- [Your task]: Please output only the lines that run from the line containing "spot: overcast white sky => coords" through the end of the material below, exactly.
** start Dataset content **
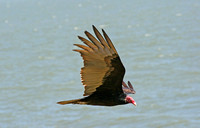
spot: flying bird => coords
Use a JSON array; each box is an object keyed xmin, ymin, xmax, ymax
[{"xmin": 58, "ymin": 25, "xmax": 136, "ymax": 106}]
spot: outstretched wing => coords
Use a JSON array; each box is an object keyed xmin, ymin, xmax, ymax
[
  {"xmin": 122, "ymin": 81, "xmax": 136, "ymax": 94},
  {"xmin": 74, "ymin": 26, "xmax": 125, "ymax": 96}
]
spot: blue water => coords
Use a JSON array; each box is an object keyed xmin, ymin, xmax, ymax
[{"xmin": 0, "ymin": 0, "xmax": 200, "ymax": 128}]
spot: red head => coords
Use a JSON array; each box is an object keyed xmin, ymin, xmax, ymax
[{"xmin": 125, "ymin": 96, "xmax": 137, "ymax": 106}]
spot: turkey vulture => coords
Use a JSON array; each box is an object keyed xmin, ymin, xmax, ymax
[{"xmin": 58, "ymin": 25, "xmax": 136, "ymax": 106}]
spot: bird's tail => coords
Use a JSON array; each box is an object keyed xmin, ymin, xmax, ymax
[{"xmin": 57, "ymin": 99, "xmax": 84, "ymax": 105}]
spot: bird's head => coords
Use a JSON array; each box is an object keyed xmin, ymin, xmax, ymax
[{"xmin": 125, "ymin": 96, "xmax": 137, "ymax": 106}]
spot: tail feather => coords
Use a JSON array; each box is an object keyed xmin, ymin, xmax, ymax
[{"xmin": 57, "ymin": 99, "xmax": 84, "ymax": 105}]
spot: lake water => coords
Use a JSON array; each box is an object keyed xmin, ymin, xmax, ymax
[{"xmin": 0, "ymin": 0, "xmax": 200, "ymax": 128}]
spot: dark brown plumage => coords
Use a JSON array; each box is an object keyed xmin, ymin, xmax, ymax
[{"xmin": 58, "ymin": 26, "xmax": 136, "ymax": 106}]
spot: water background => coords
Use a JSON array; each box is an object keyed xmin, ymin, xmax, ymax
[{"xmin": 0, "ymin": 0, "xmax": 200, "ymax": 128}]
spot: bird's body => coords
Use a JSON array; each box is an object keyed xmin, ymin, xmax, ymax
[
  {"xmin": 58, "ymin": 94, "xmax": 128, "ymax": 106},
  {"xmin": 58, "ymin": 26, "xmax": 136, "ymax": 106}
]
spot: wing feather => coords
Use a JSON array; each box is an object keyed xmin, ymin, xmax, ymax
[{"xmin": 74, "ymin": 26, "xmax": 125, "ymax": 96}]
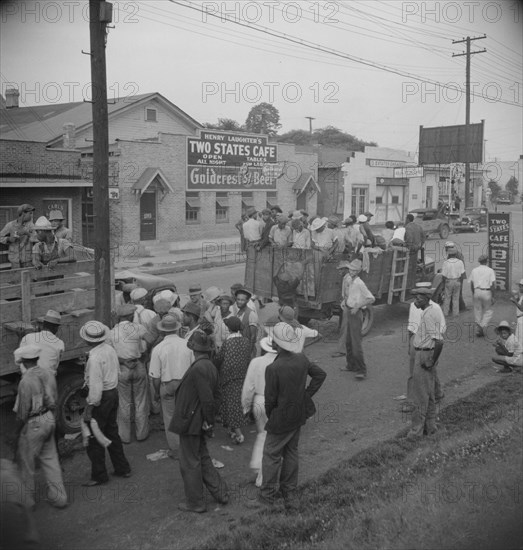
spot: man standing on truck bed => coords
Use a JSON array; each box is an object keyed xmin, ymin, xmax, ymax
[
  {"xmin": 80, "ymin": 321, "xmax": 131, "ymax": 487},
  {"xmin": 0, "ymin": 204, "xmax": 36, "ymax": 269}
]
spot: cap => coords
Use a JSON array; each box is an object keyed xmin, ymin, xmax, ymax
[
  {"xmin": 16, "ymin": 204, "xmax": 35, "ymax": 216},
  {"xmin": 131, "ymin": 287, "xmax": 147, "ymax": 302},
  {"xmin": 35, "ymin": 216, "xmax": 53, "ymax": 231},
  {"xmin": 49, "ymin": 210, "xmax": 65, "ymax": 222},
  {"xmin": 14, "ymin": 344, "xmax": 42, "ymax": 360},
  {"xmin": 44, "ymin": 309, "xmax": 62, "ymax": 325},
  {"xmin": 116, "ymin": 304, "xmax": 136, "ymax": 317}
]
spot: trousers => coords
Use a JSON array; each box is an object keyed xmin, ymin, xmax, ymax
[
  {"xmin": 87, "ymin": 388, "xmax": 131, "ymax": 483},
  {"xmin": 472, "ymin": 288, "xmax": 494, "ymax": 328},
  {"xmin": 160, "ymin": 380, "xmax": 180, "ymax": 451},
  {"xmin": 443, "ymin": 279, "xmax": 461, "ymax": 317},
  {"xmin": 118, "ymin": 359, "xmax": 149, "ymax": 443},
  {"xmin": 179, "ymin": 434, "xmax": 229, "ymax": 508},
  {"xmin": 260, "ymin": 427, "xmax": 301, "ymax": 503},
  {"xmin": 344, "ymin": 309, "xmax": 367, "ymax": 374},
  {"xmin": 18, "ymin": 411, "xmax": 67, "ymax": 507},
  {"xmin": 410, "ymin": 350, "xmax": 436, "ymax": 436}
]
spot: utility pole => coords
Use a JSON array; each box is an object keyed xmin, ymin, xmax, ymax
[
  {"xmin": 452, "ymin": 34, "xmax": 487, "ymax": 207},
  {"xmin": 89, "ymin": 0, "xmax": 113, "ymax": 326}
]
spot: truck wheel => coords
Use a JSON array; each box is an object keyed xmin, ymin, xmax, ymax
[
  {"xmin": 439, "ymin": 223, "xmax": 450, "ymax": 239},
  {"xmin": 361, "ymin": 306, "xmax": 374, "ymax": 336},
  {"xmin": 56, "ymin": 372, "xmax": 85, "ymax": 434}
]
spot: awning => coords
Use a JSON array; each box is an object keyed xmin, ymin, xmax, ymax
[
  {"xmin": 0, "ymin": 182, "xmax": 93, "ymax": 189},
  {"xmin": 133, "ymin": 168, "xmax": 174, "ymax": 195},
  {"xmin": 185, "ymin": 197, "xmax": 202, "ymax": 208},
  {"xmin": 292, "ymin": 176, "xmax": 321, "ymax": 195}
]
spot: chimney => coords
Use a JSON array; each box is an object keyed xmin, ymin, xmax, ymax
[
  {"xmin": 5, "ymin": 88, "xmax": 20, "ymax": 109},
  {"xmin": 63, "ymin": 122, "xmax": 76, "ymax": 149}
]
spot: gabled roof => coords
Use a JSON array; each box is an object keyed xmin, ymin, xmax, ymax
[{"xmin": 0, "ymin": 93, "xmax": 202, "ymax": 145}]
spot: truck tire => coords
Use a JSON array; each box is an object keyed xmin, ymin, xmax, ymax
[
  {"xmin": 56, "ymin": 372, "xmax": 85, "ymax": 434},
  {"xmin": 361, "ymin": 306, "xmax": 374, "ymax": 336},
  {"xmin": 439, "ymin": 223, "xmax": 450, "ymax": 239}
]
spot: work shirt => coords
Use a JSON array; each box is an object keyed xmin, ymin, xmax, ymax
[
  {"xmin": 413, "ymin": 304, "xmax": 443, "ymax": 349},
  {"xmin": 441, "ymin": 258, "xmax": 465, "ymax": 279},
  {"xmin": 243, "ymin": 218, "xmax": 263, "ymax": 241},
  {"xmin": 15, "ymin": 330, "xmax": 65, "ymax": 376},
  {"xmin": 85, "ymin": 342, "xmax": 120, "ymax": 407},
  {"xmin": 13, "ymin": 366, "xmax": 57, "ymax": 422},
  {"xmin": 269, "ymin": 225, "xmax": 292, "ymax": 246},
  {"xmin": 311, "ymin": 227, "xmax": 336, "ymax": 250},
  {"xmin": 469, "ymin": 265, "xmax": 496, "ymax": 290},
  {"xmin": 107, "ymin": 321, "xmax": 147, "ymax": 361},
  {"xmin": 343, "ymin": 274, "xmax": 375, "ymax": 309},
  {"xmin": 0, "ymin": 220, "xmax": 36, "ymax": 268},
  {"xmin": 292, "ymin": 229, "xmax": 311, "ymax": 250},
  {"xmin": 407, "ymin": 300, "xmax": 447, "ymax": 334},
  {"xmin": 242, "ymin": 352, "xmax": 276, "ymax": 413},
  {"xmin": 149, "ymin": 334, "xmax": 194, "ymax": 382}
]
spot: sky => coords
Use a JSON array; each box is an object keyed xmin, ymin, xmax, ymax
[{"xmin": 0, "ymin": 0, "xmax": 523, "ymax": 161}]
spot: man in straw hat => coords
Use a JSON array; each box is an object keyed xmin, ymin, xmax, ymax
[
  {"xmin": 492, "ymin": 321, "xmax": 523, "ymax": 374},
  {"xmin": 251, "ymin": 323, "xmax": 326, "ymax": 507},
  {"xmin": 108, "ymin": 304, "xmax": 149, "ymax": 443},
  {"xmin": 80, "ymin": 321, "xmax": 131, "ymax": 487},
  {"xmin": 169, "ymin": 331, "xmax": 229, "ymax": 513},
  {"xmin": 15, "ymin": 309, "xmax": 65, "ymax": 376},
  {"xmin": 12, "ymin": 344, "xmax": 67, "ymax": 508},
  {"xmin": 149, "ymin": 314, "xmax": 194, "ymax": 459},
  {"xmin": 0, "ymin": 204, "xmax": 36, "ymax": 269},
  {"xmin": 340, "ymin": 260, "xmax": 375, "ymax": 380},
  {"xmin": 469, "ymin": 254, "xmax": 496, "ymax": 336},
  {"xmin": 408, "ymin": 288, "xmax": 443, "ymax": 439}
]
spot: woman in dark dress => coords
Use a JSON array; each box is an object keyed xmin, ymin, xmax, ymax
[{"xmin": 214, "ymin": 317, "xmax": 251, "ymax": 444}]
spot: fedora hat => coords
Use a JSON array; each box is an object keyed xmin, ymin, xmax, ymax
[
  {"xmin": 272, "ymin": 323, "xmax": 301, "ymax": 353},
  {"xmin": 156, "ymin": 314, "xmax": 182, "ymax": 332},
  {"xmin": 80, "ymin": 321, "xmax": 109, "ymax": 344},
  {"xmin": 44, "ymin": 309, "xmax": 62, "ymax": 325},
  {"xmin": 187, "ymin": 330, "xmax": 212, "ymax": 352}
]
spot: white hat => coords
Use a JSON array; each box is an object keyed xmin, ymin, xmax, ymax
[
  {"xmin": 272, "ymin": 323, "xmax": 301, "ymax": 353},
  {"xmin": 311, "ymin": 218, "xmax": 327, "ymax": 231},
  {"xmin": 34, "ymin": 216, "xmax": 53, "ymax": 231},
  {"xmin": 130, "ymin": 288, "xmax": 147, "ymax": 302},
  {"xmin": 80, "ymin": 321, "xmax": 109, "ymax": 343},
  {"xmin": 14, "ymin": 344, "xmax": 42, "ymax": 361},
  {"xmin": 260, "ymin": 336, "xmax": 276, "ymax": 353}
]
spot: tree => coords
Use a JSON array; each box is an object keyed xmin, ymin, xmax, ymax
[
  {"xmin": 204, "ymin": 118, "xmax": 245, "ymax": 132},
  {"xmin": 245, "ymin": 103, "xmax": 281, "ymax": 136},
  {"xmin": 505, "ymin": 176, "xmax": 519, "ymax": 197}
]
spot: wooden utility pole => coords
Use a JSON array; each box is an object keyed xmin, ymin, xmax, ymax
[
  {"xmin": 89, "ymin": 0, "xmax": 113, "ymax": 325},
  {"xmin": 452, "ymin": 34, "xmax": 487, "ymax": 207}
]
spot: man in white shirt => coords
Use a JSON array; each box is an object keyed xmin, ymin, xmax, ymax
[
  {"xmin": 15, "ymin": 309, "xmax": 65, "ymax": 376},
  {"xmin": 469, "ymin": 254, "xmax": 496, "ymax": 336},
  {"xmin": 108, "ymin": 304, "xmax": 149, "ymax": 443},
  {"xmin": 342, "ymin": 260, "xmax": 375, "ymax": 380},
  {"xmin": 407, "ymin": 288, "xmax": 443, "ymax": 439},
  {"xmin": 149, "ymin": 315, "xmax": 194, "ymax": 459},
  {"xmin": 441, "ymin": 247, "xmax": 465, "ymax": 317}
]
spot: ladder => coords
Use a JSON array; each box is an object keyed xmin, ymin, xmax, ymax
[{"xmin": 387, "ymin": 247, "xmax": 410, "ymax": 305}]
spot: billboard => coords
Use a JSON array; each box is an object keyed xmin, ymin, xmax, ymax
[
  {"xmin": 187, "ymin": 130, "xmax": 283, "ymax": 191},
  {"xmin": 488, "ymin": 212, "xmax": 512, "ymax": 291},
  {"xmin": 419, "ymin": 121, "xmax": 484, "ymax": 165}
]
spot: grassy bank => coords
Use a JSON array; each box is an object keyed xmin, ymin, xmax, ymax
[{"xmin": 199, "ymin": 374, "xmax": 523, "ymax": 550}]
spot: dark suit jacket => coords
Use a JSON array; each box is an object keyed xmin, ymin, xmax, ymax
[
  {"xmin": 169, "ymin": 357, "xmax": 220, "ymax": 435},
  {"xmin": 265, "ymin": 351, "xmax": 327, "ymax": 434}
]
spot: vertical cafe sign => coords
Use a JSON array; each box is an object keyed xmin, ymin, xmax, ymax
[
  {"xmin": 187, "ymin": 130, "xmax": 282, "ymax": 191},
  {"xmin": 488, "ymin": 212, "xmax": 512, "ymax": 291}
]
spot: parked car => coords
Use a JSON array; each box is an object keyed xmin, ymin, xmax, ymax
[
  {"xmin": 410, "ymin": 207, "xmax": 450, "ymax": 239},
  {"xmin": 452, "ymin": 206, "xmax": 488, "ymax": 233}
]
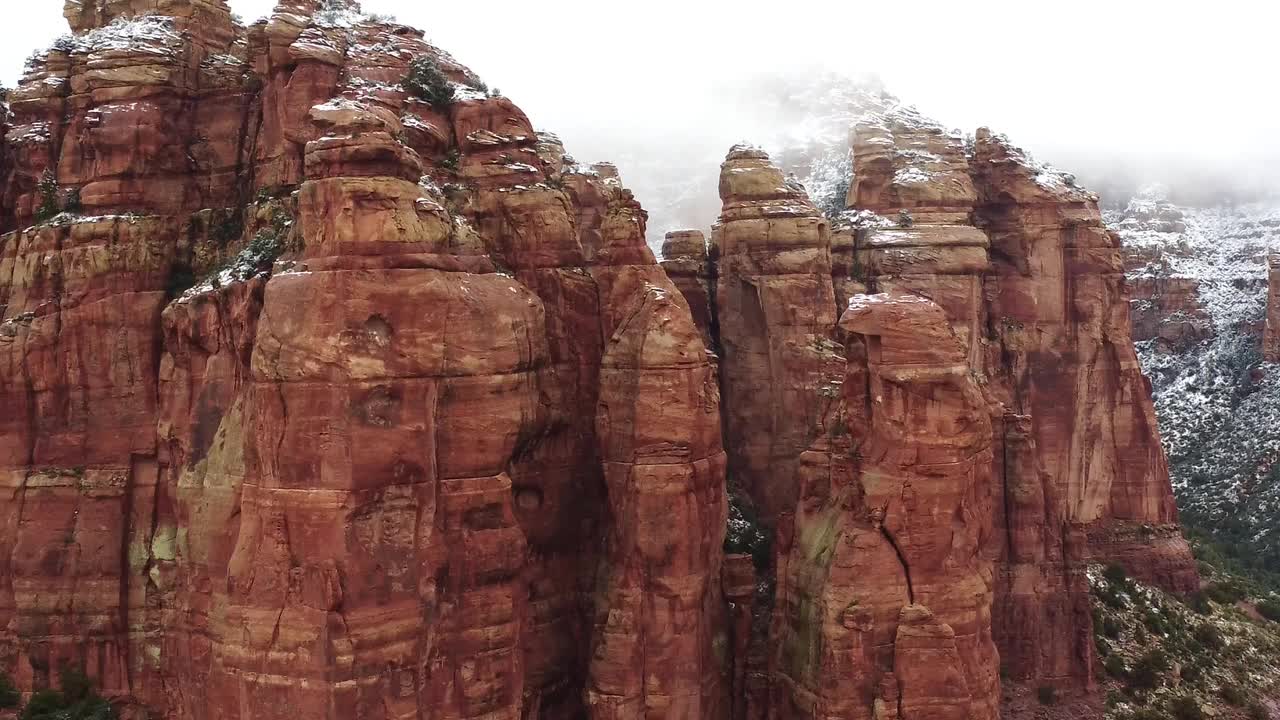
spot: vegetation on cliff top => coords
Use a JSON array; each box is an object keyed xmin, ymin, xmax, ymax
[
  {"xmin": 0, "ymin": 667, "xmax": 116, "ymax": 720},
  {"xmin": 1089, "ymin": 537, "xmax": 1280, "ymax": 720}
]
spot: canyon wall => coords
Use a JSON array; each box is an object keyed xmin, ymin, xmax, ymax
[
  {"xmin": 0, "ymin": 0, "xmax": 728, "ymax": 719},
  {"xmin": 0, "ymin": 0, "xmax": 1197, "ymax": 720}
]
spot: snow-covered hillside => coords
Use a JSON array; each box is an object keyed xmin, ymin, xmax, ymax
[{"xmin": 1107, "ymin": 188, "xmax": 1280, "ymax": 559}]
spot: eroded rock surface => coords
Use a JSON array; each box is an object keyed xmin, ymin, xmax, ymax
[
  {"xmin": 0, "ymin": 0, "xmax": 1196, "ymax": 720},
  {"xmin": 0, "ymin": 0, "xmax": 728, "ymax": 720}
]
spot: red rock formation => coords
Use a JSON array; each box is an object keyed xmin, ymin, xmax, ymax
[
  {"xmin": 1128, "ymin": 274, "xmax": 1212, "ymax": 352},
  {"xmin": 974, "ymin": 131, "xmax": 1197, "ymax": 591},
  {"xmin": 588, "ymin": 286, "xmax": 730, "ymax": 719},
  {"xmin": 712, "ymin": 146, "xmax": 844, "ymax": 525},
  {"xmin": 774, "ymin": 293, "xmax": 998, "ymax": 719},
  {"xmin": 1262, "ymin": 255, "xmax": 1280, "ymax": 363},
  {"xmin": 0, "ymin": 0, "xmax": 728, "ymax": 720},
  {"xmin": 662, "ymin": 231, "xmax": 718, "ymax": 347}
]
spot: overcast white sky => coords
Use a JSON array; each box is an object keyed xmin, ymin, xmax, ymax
** end Dataset content **
- [Task solution]:
spot: overcast white sky => coords
Use a JSON array; each box is an object keyed xmin, ymin, xmax, ymax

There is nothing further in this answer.